- **INSTRUCTION**
Return each line of the rows below that contains the string "church".

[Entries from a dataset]
=======

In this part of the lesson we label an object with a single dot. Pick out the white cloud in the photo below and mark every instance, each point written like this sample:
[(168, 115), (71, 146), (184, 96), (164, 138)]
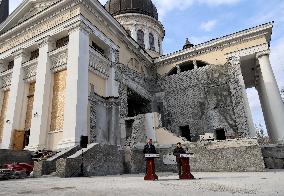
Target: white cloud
[(14, 4), (165, 6), (208, 25)]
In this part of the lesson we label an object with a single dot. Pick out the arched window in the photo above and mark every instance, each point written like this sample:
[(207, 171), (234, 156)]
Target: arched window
[(152, 42), (140, 38)]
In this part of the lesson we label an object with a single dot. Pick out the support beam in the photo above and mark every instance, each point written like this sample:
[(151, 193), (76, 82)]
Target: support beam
[(270, 98)]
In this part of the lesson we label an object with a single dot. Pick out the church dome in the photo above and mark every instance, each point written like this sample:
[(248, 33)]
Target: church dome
[(146, 7)]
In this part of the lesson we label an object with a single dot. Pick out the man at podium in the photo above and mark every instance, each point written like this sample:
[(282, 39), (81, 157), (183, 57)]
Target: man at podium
[(177, 151), (149, 148)]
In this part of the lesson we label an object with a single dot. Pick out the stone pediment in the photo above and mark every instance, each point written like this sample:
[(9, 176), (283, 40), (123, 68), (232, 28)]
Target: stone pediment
[(26, 10)]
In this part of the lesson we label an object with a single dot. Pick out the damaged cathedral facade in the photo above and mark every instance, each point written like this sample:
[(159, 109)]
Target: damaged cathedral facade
[(72, 68)]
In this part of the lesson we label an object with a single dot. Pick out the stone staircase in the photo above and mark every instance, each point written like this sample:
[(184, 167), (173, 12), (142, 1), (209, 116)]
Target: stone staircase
[(166, 137)]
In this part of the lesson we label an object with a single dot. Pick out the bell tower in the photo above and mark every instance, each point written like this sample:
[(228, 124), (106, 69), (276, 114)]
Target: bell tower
[(140, 19)]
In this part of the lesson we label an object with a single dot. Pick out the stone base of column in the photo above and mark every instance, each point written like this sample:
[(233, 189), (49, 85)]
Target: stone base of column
[(67, 143)]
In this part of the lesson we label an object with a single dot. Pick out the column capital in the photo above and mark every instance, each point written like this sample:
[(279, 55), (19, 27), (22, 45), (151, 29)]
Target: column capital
[(79, 26), (19, 53), (44, 41), (2, 61), (262, 53)]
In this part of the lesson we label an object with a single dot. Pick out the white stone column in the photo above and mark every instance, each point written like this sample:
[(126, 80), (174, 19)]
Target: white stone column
[(134, 33), (15, 103), (243, 108), (76, 94), (2, 64), (112, 85), (156, 37), (271, 102), (40, 126), (252, 132)]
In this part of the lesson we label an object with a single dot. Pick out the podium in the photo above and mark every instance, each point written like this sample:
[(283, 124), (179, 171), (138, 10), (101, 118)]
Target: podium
[(185, 171), (150, 167)]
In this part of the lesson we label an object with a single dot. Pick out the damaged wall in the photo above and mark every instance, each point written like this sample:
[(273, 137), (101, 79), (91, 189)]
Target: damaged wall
[(202, 99)]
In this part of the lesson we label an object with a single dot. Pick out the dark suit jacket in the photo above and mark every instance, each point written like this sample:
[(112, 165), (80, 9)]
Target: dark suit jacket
[(177, 152), (149, 149)]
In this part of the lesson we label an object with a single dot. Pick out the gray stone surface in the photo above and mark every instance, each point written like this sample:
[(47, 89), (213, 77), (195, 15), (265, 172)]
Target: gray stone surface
[(273, 156), (104, 120), (99, 160), (11, 156), (206, 98), (46, 167), (207, 184)]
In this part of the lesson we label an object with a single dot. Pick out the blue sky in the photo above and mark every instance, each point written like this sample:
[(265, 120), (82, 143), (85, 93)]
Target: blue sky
[(202, 20)]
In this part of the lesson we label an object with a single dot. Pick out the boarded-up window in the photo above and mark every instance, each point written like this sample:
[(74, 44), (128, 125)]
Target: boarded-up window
[(57, 112), (3, 112), (152, 42), (140, 38), (62, 42), (29, 111)]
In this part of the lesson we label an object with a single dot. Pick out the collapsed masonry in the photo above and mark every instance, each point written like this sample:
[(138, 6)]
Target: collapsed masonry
[(196, 100)]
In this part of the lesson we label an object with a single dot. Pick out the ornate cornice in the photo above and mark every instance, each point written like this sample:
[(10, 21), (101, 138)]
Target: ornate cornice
[(99, 64), (41, 25), (44, 41), (79, 26), (263, 53), (140, 20), (58, 58), (248, 51), (20, 53)]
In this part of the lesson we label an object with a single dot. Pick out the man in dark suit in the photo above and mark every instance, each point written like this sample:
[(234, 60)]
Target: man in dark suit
[(177, 151)]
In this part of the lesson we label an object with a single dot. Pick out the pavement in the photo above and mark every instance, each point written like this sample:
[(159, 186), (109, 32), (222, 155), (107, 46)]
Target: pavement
[(268, 183)]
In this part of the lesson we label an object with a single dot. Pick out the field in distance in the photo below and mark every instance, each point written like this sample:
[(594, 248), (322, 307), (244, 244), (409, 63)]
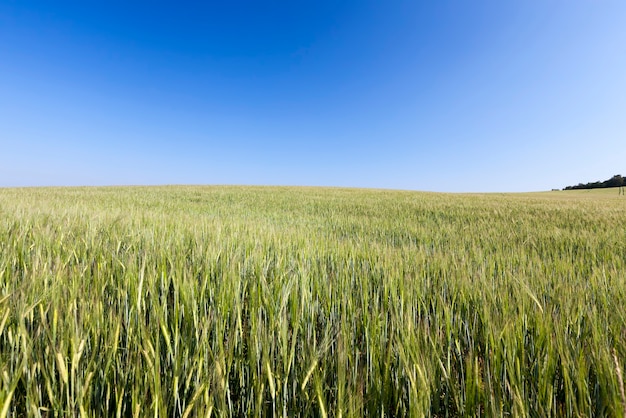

=======

- **RESPONSE**
In this part of the lesson we label an object with a single dot. Pick out the church dome in the photo above and mark every instance, each point written like this sample:
Target: church dome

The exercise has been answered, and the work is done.